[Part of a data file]
· · ·

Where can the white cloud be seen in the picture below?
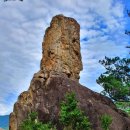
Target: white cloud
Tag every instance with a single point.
(22, 25)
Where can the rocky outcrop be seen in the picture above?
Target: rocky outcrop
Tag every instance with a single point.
(58, 76)
(61, 47)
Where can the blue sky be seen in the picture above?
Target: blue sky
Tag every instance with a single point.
(22, 27)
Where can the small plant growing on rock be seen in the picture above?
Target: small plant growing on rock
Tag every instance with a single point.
(32, 123)
(71, 117)
(106, 121)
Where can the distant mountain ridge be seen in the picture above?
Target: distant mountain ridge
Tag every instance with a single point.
(4, 122)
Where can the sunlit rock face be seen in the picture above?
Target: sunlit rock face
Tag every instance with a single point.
(61, 47)
(58, 75)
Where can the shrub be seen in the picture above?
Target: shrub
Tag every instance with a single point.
(71, 116)
(106, 121)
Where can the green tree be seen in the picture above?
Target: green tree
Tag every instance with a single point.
(106, 121)
(71, 117)
(116, 79)
(32, 123)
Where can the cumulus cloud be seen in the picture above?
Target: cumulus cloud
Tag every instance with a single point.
(22, 26)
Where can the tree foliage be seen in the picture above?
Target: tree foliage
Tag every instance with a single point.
(106, 121)
(71, 116)
(116, 79)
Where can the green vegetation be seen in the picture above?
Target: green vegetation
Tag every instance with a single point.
(106, 121)
(116, 79)
(125, 106)
(71, 116)
(32, 123)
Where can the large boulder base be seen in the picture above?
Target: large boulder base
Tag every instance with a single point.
(46, 101)
(59, 73)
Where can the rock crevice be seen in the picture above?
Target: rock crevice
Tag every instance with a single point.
(59, 73)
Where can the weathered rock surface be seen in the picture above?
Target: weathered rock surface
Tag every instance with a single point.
(58, 76)
(61, 47)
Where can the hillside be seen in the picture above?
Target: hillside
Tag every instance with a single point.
(4, 122)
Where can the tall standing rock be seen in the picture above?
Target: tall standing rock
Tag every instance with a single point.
(61, 47)
(59, 73)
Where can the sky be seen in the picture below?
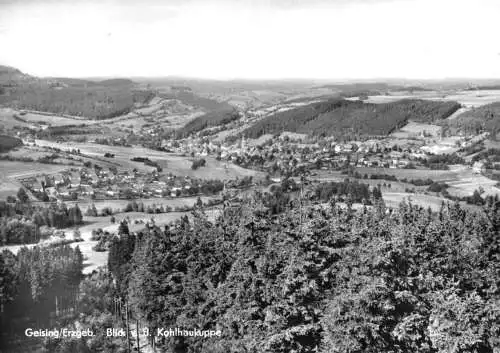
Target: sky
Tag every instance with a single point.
(253, 39)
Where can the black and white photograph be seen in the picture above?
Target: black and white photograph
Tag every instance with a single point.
(250, 176)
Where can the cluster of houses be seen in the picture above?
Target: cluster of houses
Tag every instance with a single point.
(283, 155)
(85, 183)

· · ·

_Exercise description:_ Give back every one of the lines above word for word, leaving out the pictures.

_Task response:_
Where can the white cloud be seen in the picture below?
Target: white cloud
Tag every instance with a single point.
(22, 25)
Where can the rocky outcrop be seen in the picture above?
Target: rocky outcrop
Tag every instance with a single point.
(58, 76)
(61, 47)
Where can the blue sky be seen in the picture above?
Target: blue sky
Tag every instance with a single point.
(22, 27)
Where can the small plant growing on rock be seen in the picture above?
Target: small plant growing on rock
Tag every instance with a single point.
(32, 123)
(71, 117)
(106, 121)
Where can the distant mountain ridge be seen in the picture above?
Target: distant mountain ridge
Tag every instance with a single point.
(4, 122)
Where can the sunlit rock face be seen in the picture above?
Target: sunlit rock face
Tag every instance with a single point.
(61, 47)
(58, 75)
Where can the shrub be seen in the picture above?
Target: shrub
Tag every instance with a single point.
(71, 116)
(106, 121)
Where can the green tree be seen in the picture above?
Target: green tree
Tag every instance with a single point.
(106, 121)
(71, 117)
(116, 79)
(32, 123)
Where can the cumulus cloud be seen in the picture above?
Target: cumulus cloud
Tag every instance with a single point.
(22, 26)
Where can the tree foliage be seen in the picture above?
Target: tree foliage
Tag every instance with a single point.
(106, 121)
(71, 116)
(116, 79)
Where can the green vegetation be seen in the picture above?
Target: green vegetation
Tag every instance with a single point.
(106, 121)
(116, 79)
(125, 106)
(71, 116)
(32, 123)
Where can the large boulder base be seen in the picture above?
Target: large boulder base
Tag every instance with a single point.
(46, 101)
(59, 73)
Where can the rock crevice be seen in the picture above?
Target: rock crevice
Tag every instance with a single point.
(59, 73)
Where can the weathered rock surface be seen in the picture above?
Target: weathered rock surface
Tag every instance with a single point.
(58, 76)
(61, 47)
Where can the hillside be seen in the picture above?
Target: hillside
Tag every instance with a single point.
(4, 122)
Where can the tall standing rock be seen in the picture above?
Target: tall standing rock
Tag every instance with a single point.
(61, 47)
(59, 73)
Where can the sky be seen in the picture below?
Target: sky
Tag every instance with a single point.
(253, 39)
Where can the black and white photograph be seen in the picture above?
Target: black and white photograph
Tag every instance with a single point.
(250, 176)
Where can the cluster of houses be seen in the picture above?
Target: cluster of houses
Tag every instance with a single point.
(283, 155)
(85, 183)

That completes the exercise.